## Provided material
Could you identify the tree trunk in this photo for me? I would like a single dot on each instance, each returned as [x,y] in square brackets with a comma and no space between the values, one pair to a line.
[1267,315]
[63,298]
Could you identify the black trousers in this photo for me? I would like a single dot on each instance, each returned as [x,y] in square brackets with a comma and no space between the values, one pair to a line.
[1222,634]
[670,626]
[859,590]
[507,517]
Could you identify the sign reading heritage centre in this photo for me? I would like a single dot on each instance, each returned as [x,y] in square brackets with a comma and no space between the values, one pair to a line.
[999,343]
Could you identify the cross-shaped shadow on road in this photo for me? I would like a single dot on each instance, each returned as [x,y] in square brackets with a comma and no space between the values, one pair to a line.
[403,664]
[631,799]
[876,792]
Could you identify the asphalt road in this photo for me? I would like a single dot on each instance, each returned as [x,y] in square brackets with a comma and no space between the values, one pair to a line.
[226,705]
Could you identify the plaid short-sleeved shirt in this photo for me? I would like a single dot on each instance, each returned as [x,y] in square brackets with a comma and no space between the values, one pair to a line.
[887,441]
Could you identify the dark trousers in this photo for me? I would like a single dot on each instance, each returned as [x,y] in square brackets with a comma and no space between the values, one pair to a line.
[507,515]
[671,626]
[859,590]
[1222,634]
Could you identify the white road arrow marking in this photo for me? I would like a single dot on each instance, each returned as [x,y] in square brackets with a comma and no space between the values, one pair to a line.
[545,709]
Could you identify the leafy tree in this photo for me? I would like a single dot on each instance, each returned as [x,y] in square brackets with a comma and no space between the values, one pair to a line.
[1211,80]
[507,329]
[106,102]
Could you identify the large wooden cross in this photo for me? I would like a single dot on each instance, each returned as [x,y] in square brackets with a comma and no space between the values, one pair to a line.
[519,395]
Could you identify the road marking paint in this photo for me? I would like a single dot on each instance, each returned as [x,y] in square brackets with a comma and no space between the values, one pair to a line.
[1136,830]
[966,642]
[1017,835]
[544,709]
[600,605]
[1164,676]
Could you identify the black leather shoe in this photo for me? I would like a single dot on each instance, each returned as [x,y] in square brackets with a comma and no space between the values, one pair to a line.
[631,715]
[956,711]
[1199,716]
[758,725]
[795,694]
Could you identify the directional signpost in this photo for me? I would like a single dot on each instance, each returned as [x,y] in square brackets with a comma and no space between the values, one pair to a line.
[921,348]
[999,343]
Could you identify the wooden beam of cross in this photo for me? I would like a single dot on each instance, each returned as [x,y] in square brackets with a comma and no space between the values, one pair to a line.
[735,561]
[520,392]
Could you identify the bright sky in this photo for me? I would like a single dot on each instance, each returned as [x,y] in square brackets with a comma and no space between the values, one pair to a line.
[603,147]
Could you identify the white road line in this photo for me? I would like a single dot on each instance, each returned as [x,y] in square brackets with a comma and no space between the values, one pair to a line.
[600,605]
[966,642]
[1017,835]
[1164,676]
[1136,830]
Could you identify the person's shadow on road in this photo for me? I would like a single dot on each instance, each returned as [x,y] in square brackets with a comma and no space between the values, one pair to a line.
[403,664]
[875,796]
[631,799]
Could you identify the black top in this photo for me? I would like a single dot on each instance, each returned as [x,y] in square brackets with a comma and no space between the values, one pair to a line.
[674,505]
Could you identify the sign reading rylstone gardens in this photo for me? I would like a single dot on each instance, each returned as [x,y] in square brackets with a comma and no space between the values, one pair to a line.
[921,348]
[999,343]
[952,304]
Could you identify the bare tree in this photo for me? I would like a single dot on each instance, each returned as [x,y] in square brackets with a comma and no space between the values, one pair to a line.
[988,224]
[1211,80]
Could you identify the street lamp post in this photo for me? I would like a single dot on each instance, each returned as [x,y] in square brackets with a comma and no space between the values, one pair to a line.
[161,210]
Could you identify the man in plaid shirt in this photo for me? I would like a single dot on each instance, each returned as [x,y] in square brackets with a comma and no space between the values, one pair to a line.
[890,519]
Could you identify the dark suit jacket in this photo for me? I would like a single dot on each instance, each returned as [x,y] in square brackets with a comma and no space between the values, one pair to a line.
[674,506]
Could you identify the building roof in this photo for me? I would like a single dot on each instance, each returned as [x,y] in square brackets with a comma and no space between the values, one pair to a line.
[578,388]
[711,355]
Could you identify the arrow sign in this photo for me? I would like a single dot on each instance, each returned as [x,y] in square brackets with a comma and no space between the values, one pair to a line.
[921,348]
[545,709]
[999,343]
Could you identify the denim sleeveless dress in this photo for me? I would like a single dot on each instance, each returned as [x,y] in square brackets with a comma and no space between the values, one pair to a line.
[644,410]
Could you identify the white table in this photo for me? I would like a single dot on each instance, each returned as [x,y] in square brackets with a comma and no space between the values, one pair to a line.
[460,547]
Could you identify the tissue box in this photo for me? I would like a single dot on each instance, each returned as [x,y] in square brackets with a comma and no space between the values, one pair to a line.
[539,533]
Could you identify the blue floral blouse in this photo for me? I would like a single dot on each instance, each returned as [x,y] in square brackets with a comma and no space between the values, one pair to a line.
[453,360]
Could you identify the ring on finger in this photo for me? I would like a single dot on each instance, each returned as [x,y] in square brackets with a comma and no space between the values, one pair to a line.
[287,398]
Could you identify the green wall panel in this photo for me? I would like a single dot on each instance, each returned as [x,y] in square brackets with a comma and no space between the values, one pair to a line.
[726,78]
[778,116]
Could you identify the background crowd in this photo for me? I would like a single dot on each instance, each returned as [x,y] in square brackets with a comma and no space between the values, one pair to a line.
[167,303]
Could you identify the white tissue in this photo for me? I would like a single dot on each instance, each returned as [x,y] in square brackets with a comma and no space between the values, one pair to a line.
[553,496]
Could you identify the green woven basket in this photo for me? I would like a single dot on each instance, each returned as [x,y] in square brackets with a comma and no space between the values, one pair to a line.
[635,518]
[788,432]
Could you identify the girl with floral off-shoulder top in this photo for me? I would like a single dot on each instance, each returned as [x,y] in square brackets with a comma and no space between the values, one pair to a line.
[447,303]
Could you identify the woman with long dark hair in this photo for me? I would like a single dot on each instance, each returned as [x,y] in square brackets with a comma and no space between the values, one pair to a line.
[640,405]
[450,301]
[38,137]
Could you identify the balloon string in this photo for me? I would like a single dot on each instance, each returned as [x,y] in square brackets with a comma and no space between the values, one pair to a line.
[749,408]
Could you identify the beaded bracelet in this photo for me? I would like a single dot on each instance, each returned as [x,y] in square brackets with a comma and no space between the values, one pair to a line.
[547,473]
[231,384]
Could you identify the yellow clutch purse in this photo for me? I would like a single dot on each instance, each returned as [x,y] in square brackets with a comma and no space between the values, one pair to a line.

## Your instructions
Write out the lines above from the one containing "Could you identify the ring" through the last, exactly as they are.

## Task result
Could you identify the ring on finger in this photo for me? I would like a single dot on each instance, each returned as [x,y] in square brackets with a comma and no space between the values, one pair to a line.
[287,398]
Could you identify the green wall panel in this photo for me? I would like a single dot on each instance, each returned as [x,y] in square brackets with a comma and no space between the values, one pair to a line.
[726,78]
[778,116]
Could you identify the background crowd in this photo for me? I would like a single dot on each instance, each returned as [x,y] in square brackets with a comma and no space between the values, one pair to a line.
[167,303]
Could you identify the white tissue in this photo for me? I would like a single dot on each instance, each returned as [x,y] in square brackets with a comma and no space between the values, one pair to a line.
[553,496]
Could you identify the green woven basket in this photo for me? I would like a single dot on each instance, each returned as [x,y] in square brackets with a comma and no space between the values, one pair to a line.
[635,518]
[788,432]
Could you identify the girl with floral off-shoulder top in this photo for me? I would like a single dot on each instance, each returned as [x,y] in square brackets with a comma and no space between the values, one pair to a line.
[447,303]
Could you identify the woman with long dark hair in this photo for me? I would like a single dot on each instance, each returned as [x,y] in square brackets with a comma and no space between the values, one pair to a line.
[640,405]
[450,301]
[38,137]
Could you identify the balloon string in this photo for me? I would like a single dot on each instance, each returned as [x,y] in square brackets with a comma and no space between the values, one pair to a line.
[749,408]
Could you identify the beaded bracelet in this photo for me? I would like a single dot on each instance, each returned as [x,y] in square brackets with a comma and no space between the values, one pair to a line.
[547,473]
[231,384]
Could you identify the yellow clutch purse in this photo for me? I would like a single dot on each instance, each returned as [x,y] in square brackets with a comma and no space between the values, one pair to a line.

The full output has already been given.